[start]
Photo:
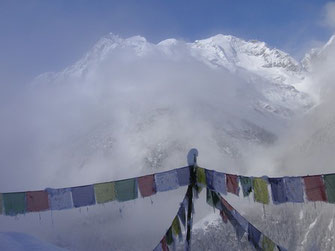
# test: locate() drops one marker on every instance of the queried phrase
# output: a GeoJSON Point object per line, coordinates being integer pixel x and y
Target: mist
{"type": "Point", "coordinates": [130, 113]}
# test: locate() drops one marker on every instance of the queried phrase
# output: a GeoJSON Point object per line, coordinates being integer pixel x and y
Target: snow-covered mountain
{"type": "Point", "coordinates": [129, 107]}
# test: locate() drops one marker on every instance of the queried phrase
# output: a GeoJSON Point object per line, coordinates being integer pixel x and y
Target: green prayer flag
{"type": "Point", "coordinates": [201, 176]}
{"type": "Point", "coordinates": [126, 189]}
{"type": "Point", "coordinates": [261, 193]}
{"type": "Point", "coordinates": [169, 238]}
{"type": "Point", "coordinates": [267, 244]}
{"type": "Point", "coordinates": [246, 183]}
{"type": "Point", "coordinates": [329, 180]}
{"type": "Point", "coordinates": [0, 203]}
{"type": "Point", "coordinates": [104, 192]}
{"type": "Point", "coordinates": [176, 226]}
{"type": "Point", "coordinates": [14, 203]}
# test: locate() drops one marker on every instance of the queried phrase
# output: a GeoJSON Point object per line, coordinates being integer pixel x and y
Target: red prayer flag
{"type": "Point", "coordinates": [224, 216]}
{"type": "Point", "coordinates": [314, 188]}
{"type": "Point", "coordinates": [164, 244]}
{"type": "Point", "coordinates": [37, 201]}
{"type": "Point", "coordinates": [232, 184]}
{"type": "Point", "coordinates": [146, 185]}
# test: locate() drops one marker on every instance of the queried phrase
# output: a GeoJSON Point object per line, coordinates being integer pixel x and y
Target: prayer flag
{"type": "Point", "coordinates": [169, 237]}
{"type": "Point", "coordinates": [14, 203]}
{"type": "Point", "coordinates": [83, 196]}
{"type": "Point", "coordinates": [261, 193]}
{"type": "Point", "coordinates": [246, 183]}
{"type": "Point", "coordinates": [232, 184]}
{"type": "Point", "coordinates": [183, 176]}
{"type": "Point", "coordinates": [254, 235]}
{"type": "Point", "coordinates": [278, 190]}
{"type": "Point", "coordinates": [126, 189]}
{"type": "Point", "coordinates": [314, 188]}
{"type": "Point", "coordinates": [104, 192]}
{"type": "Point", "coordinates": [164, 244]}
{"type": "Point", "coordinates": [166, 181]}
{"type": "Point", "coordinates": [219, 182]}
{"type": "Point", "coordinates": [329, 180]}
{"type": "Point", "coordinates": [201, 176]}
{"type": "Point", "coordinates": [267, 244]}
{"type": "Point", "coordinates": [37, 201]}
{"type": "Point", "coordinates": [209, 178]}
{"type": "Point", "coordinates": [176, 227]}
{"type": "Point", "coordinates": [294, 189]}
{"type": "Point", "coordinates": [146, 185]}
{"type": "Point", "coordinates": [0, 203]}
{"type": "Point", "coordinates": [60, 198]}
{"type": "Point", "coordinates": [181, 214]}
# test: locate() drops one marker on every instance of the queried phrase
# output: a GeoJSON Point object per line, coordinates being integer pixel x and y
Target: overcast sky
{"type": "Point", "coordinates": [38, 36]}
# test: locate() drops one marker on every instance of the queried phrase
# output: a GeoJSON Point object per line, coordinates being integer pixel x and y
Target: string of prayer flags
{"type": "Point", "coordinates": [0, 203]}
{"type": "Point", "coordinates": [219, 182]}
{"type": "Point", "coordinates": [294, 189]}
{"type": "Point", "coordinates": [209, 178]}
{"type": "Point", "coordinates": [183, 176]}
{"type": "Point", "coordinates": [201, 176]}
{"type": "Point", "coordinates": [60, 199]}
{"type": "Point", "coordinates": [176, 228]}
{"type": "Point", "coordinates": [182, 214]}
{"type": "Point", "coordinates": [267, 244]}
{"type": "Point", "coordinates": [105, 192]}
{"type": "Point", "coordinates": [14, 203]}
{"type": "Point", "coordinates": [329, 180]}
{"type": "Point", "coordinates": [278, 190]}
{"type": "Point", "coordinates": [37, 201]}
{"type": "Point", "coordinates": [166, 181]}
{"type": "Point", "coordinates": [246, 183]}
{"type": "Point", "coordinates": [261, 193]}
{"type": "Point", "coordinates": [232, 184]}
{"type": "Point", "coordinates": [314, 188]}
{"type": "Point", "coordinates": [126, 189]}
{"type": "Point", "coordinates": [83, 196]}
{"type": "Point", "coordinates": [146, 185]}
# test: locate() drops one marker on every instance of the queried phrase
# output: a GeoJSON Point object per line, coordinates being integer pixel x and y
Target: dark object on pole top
[end]
Every line is to be duplicated exactly, though pictures stay out.

→ **Answer to the exercise**:
Photo:
# test: locate() drops one marker on every instance of the queried phrase
# output: a GeoJSON Point object per line, coordinates being integer pixel x and y
Target: mist
{"type": "Point", "coordinates": [130, 113]}
# test: locate() drops one marker on every instance of the queried phrase
# output: a GeoJSON Point object per line, coordinates being integer pixel x and y
Target: snow-covered mountain
{"type": "Point", "coordinates": [129, 107]}
# test: locate() drops one marker on every instance of the queried phrase
# output: a GeoJSON Point object per line, coordinates being integer pixel x and y
Target: green prayer flag
{"type": "Point", "coordinates": [201, 176]}
{"type": "Point", "coordinates": [126, 189]}
{"type": "Point", "coordinates": [261, 193]}
{"type": "Point", "coordinates": [169, 238]}
{"type": "Point", "coordinates": [267, 244]}
{"type": "Point", "coordinates": [246, 183]}
{"type": "Point", "coordinates": [329, 180]}
{"type": "Point", "coordinates": [0, 203]}
{"type": "Point", "coordinates": [104, 192]}
{"type": "Point", "coordinates": [176, 226]}
{"type": "Point", "coordinates": [14, 203]}
# test: locate() drops one marker on every instance of the queried phrase
# output: a GeoJSON Point object per line, coordinates being integer pixel x and y
Target: red prayer flag
{"type": "Point", "coordinates": [224, 216]}
{"type": "Point", "coordinates": [314, 188]}
{"type": "Point", "coordinates": [164, 244]}
{"type": "Point", "coordinates": [37, 201]}
{"type": "Point", "coordinates": [232, 184]}
{"type": "Point", "coordinates": [146, 185]}
# test: locate() drops one marker on every instance of the queried phrase
# output: a GeoJSON Point object per line, coordinates being integer pixel x and y
Target: prayer flag
{"type": "Point", "coordinates": [169, 237]}
{"type": "Point", "coordinates": [14, 203]}
{"type": "Point", "coordinates": [83, 196]}
{"type": "Point", "coordinates": [261, 193]}
{"type": "Point", "coordinates": [246, 183]}
{"type": "Point", "coordinates": [232, 184]}
{"type": "Point", "coordinates": [183, 176]}
{"type": "Point", "coordinates": [254, 235]}
{"type": "Point", "coordinates": [278, 190]}
{"type": "Point", "coordinates": [126, 189]}
{"type": "Point", "coordinates": [314, 188]}
{"type": "Point", "coordinates": [104, 192]}
{"type": "Point", "coordinates": [164, 244]}
{"type": "Point", "coordinates": [166, 181]}
{"type": "Point", "coordinates": [219, 182]}
{"type": "Point", "coordinates": [329, 180]}
{"type": "Point", "coordinates": [201, 176]}
{"type": "Point", "coordinates": [267, 244]}
{"type": "Point", "coordinates": [37, 201]}
{"type": "Point", "coordinates": [209, 178]}
{"type": "Point", "coordinates": [176, 227]}
{"type": "Point", "coordinates": [294, 189]}
{"type": "Point", "coordinates": [146, 185]}
{"type": "Point", "coordinates": [0, 203]}
{"type": "Point", "coordinates": [60, 198]}
{"type": "Point", "coordinates": [181, 214]}
# test: locate() drops one marker on every instance of the queried phrase
# output: a GeoJSON Point object per line, coordinates being integer pixel x and y
Target: overcast sky
{"type": "Point", "coordinates": [38, 36]}
# test: locate() drops one marker on every instance of the queried phrase
# output: a GeoJSON Point object per line, coordinates being integer pixel x and y
Target: string of prayer flags
{"type": "Point", "coordinates": [0, 203]}
{"type": "Point", "coordinates": [219, 182]}
{"type": "Point", "coordinates": [294, 189]}
{"type": "Point", "coordinates": [209, 178]}
{"type": "Point", "coordinates": [183, 176]}
{"type": "Point", "coordinates": [201, 176]}
{"type": "Point", "coordinates": [60, 199]}
{"type": "Point", "coordinates": [176, 228]}
{"type": "Point", "coordinates": [182, 214]}
{"type": "Point", "coordinates": [267, 244]}
{"type": "Point", "coordinates": [105, 192]}
{"type": "Point", "coordinates": [14, 203]}
{"type": "Point", "coordinates": [329, 180]}
{"type": "Point", "coordinates": [278, 190]}
{"type": "Point", "coordinates": [37, 201]}
{"type": "Point", "coordinates": [166, 181]}
{"type": "Point", "coordinates": [246, 183]}
{"type": "Point", "coordinates": [261, 193]}
{"type": "Point", "coordinates": [232, 184]}
{"type": "Point", "coordinates": [314, 188]}
{"type": "Point", "coordinates": [126, 189]}
{"type": "Point", "coordinates": [83, 196]}
{"type": "Point", "coordinates": [146, 185]}
# test: locate() drops one marker on every instance of the queried phrase
# output: a GeoJSON Point object per line, coordinates being integer pixel x and y
Target: dark object on pole top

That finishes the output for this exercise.